[Dataset records]
-=-=-=-=-

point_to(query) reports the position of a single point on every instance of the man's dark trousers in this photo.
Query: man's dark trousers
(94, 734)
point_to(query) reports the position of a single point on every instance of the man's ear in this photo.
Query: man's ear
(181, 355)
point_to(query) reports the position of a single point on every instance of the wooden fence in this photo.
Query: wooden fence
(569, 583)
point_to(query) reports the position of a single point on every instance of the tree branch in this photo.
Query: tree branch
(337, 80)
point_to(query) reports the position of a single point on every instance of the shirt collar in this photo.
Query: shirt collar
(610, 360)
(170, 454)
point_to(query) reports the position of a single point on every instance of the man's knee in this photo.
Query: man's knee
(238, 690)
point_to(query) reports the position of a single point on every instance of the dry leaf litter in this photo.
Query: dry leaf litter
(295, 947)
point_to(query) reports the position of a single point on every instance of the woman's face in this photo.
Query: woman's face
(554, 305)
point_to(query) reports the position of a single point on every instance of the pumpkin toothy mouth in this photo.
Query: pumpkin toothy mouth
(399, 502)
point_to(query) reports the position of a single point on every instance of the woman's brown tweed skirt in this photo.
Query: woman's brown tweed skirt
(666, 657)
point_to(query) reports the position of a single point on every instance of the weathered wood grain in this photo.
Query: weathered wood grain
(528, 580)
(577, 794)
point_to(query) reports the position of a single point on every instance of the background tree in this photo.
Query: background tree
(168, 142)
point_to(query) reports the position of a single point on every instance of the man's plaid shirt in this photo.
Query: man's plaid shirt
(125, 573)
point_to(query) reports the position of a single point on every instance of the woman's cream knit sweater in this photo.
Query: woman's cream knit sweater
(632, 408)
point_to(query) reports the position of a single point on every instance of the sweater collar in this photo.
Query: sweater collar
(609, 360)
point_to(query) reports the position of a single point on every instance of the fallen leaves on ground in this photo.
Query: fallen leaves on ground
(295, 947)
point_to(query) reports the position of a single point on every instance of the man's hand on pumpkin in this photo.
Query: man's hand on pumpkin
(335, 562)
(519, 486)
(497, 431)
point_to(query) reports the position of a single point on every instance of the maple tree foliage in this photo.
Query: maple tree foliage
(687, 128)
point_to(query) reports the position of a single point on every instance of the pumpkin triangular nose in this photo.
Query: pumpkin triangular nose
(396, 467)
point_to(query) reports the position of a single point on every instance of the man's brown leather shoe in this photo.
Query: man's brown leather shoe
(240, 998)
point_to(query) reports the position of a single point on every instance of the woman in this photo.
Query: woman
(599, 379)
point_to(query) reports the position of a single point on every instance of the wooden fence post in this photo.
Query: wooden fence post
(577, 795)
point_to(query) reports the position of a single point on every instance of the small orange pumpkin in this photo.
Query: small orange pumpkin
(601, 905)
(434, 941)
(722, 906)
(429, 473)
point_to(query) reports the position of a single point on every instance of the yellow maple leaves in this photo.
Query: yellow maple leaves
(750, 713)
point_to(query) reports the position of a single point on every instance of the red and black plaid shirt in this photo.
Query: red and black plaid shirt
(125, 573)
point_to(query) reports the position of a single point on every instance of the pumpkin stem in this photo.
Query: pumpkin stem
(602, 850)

-=-=-=-=-

Make an exact copy of the records.

point_to(query) reports the position of a single point on every instance of the man's dark trousers in this photo.
Query: man's dark trousers
(94, 734)
point_to(query) reports the position of a single point on every instance of the man's ear in this photo.
Query: man's ear
(181, 355)
point_to(query) reports the position of a single point on every instance of the wooden fence in this photo.
Query: wooden fence
(569, 583)
point_to(query) reports the position of a single point on every instance of the tree branch in this photo.
Query: tree branch
(337, 80)
point_to(query) reports the position of a single point on every instance of the shirt collar in this photo.
Query: shirt collar
(610, 360)
(170, 454)
point_to(query) reports the position of a single point on every instance of the man's knee in this photo.
Query: man's knee
(238, 690)
point_to(query) reports the position of a single point on every instance of the dry leaf litter in this photo.
Query: dry leaf litter
(295, 947)
point_to(query) reports the position of a single point on every instance of the woman's face in this photo.
Query: woman's face
(554, 305)
point_to(query) reports the position of a single point on every instance of the pumpkin toothy mouth in this photo.
Query: pumpkin toothy mouth
(399, 502)
point_to(query) reports the position of a single point on every instance of the woman's brown tweed skirt in this photo.
Query: woman's brown tweed skirt
(666, 657)
point_to(query) reports the position of a single point on every instance of the weathered wood grain in this photo.
Query: weathered wood grain
(528, 580)
(577, 794)
point_to(query) reports the position of a single point on every instance of the background tree in this photo.
Query: background tree
(168, 142)
point_to(query) reports the position of a single point on every instance of the man's plaid shirt in this photo.
Query: man's plaid shirt
(125, 573)
point_to(query) reports the position of a single point on every instance of the woman's cream knit sweater in this photo.
Query: woman's cream knit sweater
(632, 408)
point_to(query) reports the position of a single point on every instance of the sweater collar in this photo.
Query: sweater collar
(609, 360)
point_to(query) reports the position of a single point on every instance of the fallen leaves on ground in this photo.
Query: fallen leaves on ground
(295, 947)
point_to(query) reports the position of a single point on every instance of the man's hand on pumpkin in this photo.
Query: man's hand on pumpkin
(335, 562)
(519, 486)
(497, 431)
point_to(query) reports the position of a single point on every instance of the maple tree foliage in this photo.
Query: maple tree foliage
(687, 128)
point_to(query) reports the position of a single point on every instance of the pumpkin triangular nose in this photo.
Query: pumpkin triangular nose
(396, 467)
point_to(query) reports the position of a single point on every instance of the man's brown leather shoe in this photo.
Query: man's brown leather shoe
(240, 998)
point_to(query) reports the position of a single point on every instance of the woman in this photo.
Query: woman
(599, 379)
point_to(query) reports the position of a single point on every instance of the wooden fence post in this photo.
Query: wooden fence post
(577, 795)
point_to(query) reports the position of a single point on every instance of the small orange pumpkin in this photo.
Query: small orange pumpkin
(601, 905)
(434, 941)
(722, 906)
(429, 473)
point_to(query) reports the position of a single point on every instance of the yellow maple leaves in this photo.
Query: yellow maple leaves
(750, 713)
point_to(query) reports the position of a single point on every instance of the red and black plaid shirt in this photo.
Query: red and black plaid shirt
(125, 573)
point_to(query) reports the position of a single point on every instance of the pumpkin stem in this photo.
Query: pumpkin stem
(602, 850)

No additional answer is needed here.